• _Activity_: Nothing but the lines from the one containing "of the long" to the end of the data should be copied, exactly, and the pictures stay out.
══ Data supplied
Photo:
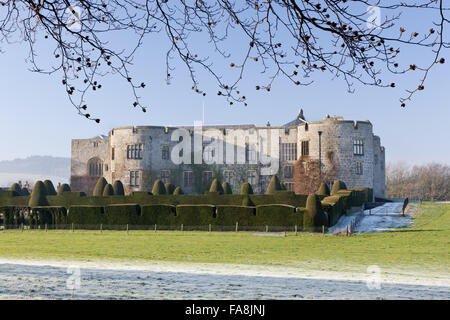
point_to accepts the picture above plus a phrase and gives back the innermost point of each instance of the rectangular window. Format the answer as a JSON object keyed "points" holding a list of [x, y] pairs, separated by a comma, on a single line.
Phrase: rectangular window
{"points": [[359, 168], [288, 151], [207, 178], [288, 172], [358, 147], [289, 186], [134, 151], [305, 148], [251, 177], [134, 178], [165, 176], [187, 178], [228, 176], [165, 152]]}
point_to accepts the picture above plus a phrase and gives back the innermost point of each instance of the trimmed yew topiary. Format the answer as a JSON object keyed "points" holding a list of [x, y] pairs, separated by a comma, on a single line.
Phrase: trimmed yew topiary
{"points": [[314, 218], [38, 195], [118, 188], [178, 191], [216, 187], [49, 188], [323, 190], [337, 185], [99, 187], [170, 188], [274, 185], [158, 188], [246, 188], [227, 188], [63, 188], [108, 190]]}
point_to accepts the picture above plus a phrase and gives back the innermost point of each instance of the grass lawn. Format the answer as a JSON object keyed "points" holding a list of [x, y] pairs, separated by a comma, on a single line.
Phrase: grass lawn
{"points": [[424, 246]]}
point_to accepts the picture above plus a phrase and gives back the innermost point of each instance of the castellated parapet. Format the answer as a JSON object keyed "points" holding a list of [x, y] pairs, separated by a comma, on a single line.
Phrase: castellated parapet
{"points": [[137, 156]]}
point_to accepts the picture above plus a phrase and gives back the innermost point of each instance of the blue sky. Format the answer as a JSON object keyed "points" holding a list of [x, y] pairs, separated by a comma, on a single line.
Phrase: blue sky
{"points": [[37, 119]]}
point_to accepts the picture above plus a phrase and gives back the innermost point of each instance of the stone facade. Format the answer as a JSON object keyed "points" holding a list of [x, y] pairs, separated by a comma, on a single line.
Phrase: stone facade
{"points": [[137, 156]]}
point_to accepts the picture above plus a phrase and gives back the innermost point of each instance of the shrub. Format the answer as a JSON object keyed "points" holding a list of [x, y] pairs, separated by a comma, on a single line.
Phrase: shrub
{"points": [[159, 214], [170, 188], [118, 188], [274, 185], [178, 191], [121, 214], [86, 215], [216, 187], [63, 188], [314, 218], [246, 188], [158, 188], [229, 215], [38, 195], [108, 190], [277, 215], [227, 188], [247, 202], [195, 215], [99, 187], [50, 189], [337, 185], [323, 190]]}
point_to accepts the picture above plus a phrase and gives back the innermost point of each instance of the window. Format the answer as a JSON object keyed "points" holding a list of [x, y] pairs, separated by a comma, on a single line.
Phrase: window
{"points": [[165, 152], [228, 176], [134, 178], [95, 167], [359, 168], [288, 172], [187, 178], [358, 147], [134, 151], [288, 151], [207, 178], [251, 177], [289, 186], [165, 176], [250, 152], [305, 148]]}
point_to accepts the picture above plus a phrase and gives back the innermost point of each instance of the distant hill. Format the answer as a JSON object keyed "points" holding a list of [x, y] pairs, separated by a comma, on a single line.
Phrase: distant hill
{"points": [[34, 168]]}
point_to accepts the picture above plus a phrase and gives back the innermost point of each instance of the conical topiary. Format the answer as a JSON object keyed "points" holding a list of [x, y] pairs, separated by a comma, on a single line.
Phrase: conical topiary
{"points": [[50, 189], [38, 195], [118, 188], [216, 187], [226, 188], [15, 187], [108, 190], [63, 188], [158, 188], [274, 185], [337, 185], [170, 188], [314, 218], [246, 188], [247, 202], [100, 186], [323, 190], [177, 191]]}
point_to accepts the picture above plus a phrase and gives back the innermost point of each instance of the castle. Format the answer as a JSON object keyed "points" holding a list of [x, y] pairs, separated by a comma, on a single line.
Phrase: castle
{"points": [[191, 156]]}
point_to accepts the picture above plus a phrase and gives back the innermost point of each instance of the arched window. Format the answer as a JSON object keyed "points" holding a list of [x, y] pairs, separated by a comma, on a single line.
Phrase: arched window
{"points": [[95, 167]]}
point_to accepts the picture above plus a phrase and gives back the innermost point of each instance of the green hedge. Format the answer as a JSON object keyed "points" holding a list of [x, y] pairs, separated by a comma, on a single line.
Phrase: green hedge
{"points": [[121, 214], [86, 215], [159, 214]]}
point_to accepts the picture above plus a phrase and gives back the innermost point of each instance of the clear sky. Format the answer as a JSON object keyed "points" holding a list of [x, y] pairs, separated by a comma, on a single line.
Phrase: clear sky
{"points": [[37, 119]]}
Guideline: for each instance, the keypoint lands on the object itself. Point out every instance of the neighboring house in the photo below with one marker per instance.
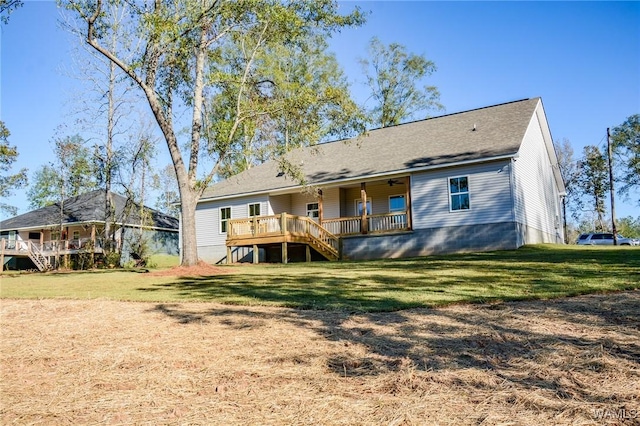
(484, 179)
(76, 226)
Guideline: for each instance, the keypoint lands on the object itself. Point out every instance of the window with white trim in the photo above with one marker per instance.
(225, 215)
(359, 207)
(397, 203)
(313, 210)
(254, 209)
(459, 193)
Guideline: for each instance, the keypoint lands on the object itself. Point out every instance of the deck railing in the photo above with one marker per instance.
(51, 246)
(282, 224)
(377, 223)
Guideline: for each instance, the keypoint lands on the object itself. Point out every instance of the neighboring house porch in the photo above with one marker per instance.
(387, 211)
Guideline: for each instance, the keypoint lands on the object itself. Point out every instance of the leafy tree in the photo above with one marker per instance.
(394, 77)
(73, 173)
(165, 181)
(626, 144)
(305, 97)
(184, 60)
(569, 171)
(9, 182)
(592, 183)
(629, 227)
(6, 7)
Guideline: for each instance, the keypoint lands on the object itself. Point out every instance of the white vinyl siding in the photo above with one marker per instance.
(330, 203)
(224, 218)
(378, 193)
(490, 191)
(279, 204)
(537, 203)
(208, 218)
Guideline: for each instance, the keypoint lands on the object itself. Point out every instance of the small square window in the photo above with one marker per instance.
(313, 210)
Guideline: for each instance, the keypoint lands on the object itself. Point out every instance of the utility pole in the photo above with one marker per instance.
(611, 190)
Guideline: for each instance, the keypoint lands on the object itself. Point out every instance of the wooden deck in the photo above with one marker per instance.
(41, 254)
(262, 231)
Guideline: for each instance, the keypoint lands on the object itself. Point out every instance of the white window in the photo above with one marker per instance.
(225, 215)
(313, 210)
(397, 203)
(254, 209)
(459, 193)
(359, 207)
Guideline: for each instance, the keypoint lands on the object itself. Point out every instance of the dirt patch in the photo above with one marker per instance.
(201, 269)
(571, 361)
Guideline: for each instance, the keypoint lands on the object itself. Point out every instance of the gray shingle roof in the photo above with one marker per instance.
(85, 208)
(428, 143)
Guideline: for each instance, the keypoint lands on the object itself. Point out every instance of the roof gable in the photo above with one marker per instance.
(468, 136)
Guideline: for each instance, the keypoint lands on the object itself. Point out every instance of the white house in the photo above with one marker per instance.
(477, 180)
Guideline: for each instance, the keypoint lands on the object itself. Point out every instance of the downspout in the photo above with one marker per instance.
(512, 186)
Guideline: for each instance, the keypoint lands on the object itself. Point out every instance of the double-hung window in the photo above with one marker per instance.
(359, 207)
(313, 211)
(225, 215)
(459, 193)
(254, 209)
(397, 204)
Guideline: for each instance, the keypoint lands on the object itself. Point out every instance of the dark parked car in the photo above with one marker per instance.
(604, 238)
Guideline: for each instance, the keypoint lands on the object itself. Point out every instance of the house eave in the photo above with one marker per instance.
(84, 223)
(364, 178)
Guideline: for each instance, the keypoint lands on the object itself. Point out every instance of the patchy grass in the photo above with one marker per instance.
(569, 361)
(536, 272)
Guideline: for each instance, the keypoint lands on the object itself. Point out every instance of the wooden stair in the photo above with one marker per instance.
(36, 256)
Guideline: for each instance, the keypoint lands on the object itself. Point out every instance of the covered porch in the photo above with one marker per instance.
(323, 217)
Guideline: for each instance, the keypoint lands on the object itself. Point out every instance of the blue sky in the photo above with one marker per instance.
(582, 58)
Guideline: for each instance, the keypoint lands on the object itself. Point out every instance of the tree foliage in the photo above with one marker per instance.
(305, 99)
(73, 173)
(625, 140)
(197, 57)
(6, 7)
(165, 181)
(9, 182)
(394, 77)
(593, 183)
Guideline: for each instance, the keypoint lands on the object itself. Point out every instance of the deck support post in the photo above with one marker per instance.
(93, 244)
(407, 183)
(364, 225)
(285, 255)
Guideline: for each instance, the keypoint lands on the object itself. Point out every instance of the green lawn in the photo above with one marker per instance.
(535, 272)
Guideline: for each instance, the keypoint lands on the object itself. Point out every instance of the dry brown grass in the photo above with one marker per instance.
(103, 362)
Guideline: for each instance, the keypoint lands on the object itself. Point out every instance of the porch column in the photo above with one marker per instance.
(364, 226)
(93, 243)
(283, 226)
(407, 184)
(320, 207)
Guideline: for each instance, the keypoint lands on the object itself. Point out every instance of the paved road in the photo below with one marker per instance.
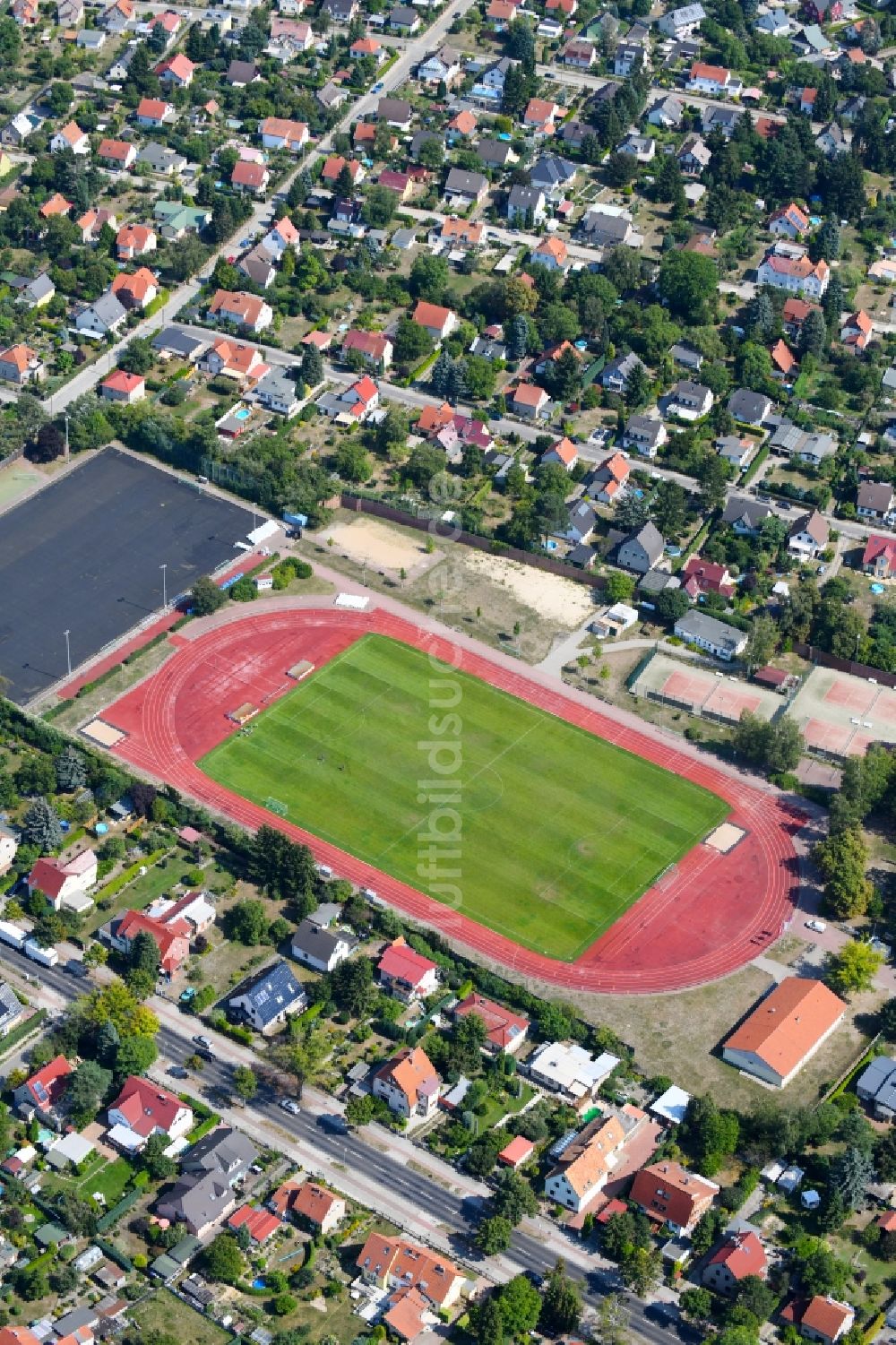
(385, 1173)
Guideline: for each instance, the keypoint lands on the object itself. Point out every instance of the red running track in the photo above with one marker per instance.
(710, 916)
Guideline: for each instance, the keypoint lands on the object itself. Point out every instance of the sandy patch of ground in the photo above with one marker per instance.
(367, 541)
(550, 595)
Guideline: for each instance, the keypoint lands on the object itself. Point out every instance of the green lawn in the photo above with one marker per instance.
(558, 830)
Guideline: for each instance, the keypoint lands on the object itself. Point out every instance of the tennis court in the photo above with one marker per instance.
(841, 714)
(702, 692)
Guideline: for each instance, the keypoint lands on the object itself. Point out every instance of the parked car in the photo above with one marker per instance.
(332, 1124)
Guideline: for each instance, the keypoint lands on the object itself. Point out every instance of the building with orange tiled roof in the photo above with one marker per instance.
(121, 386)
(585, 1164)
(177, 70)
(437, 320)
(396, 1263)
(70, 137)
(311, 1202)
(821, 1318)
(120, 153)
(244, 309)
(21, 365)
(134, 241)
(785, 1030)
(739, 1255)
(56, 204)
(670, 1194)
(137, 289)
(409, 1083)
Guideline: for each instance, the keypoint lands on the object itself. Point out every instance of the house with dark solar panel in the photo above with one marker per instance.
(42, 1095)
(270, 998)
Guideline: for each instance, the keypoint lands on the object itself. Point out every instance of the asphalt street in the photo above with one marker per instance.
(356, 1154)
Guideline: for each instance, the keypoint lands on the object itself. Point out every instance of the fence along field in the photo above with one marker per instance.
(560, 830)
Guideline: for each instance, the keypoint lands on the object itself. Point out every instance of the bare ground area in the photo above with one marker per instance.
(502, 603)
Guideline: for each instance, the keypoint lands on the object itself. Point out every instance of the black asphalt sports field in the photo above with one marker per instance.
(83, 555)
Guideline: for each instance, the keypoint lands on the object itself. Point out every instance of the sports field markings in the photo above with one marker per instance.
(563, 830)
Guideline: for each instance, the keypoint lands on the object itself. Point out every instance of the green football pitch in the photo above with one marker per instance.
(560, 832)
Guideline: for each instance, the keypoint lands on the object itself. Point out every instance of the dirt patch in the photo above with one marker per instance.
(549, 595)
(367, 541)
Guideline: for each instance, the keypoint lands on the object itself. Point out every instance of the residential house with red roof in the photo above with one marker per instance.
(134, 289)
(399, 1264)
(21, 365)
(821, 1318)
(145, 1108)
(281, 134)
(235, 359)
(310, 1202)
(700, 577)
(177, 70)
(121, 386)
(529, 401)
(70, 137)
(670, 1194)
(710, 80)
(879, 557)
(788, 222)
(117, 153)
(64, 883)
(737, 1256)
(785, 1030)
(56, 204)
(585, 1165)
(172, 940)
(437, 320)
(407, 974)
(153, 112)
(134, 241)
(43, 1092)
(517, 1153)
(857, 331)
(798, 274)
(373, 348)
(504, 1030)
(259, 1223)
(608, 482)
(563, 453)
(241, 308)
(249, 177)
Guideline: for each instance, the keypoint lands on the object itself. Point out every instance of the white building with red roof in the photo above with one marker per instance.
(407, 974)
(740, 1255)
(172, 940)
(121, 386)
(65, 883)
(144, 1108)
(504, 1030)
(43, 1092)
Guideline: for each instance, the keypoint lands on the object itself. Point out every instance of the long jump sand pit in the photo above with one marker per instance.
(370, 542)
(549, 595)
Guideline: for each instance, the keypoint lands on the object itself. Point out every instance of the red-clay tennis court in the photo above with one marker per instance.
(712, 913)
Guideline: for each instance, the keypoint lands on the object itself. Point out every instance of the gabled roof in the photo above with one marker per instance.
(502, 1025)
(743, 1254)
(147, 1108)
(788, 1024)
(400, 961)
(271, 991)
(47, 1084)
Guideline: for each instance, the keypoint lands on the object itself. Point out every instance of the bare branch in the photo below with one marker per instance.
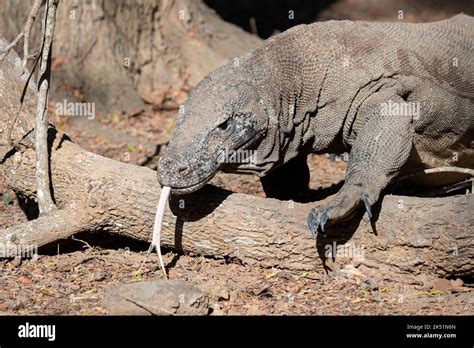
(45, 200)
(27, 32)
════
• _The answer_:
Guideline: for each instance, the keypoint lands on the object itself. Point out every instance of the long jump sand pit in the photo above with one marker per instance.
(370, 542)
(549, 595)
Guideline: for each instance, the keypoint lands on the object itself. Point out every instance of the red-clay tennis court in the photo above with one marker per instance.
(712, 913)
Guideline: for each instance, the keypoint lands on the object itself. Point out every instance of the gabled roof in the photo above with one marker per instance.
(502, 1025)
(743, 1254)
(147, 1108)
(788, 1024)
(400, 961)
(271, 991)
(47, 1084)
Guideline: for each instance, the keypoint lands on the object itself. Point out every instance of the bare branch in the photo below with one marker per instance.
(45, 200)
(27, 32)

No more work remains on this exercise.